O que fazer:
Transcreva a parte do trecho selecionado que começa em "O jornal teve" e segue até "a sua população.", sem mudar nada.

Trecho selecionado:
______________________________
Brasil: Milhões doados para testes transferidos para programa da primeira-dama
- Adeildo Velôso da Silva
- 2 de out. de 2020
- 3 min de leitura
O Governo brasileiro transferiu 7,5 milhões de reais , inicialmente doados para a compra de testes da covid-19, para o programa Pátria Voluntária, liderado pela primeira-dama, Michelle Bolsonaro, noticiou hoje a Folha de São Paulo.

O jornal teve acesso a documentos da Marfrig, uma das maiores produtoras de carne bovina do Brasil, que em Março último anunciou a doação de 7,5 milhões de reais ao Ministério da Saúde para a compra de 100 mil testes rápidos do novo coronavírus, no momento em que o país estava com falta de material e era um dos que menos testava a sua população.
Contudo, apesar de o executivo ter garantido que a verba seria usada especificamente na compra de testes para deteção do vírus, a situação alterou-se após a companhia ter transferido o dinheiro.
______________________________
Dados registrados:

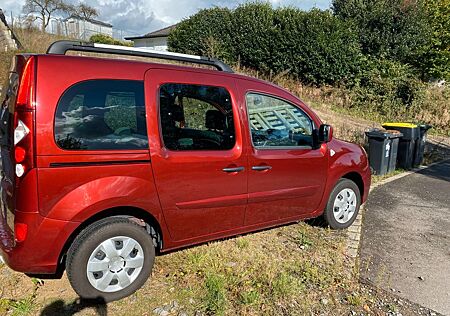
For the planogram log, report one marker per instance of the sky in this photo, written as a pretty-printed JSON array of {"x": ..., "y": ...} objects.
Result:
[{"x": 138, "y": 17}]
______________________________
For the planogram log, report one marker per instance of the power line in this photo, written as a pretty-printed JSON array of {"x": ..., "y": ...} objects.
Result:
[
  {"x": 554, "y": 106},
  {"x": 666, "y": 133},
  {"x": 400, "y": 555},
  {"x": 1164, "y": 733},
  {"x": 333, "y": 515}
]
______________________________
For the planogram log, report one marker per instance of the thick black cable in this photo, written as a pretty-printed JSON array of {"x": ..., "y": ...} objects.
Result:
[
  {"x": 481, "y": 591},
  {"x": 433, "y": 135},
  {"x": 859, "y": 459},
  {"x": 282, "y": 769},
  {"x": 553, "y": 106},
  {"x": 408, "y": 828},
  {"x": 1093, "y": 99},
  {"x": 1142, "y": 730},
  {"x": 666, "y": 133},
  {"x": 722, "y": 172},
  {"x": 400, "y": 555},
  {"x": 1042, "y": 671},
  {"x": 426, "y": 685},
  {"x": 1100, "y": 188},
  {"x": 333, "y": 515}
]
______________________________
Resposta do exercício:
O jornal teve acesso a documentos da Marfrig, uma das maiores produtoras de carne bovina do Brasil, que em Março último anunciou a doação de 7,5 milhões de reais ao Ministério da Saúde para a compra de 100 mil testes rápidos do novo coronavírus, no momento em que o país estava com falta de material e era um dos que menos testava a sua população.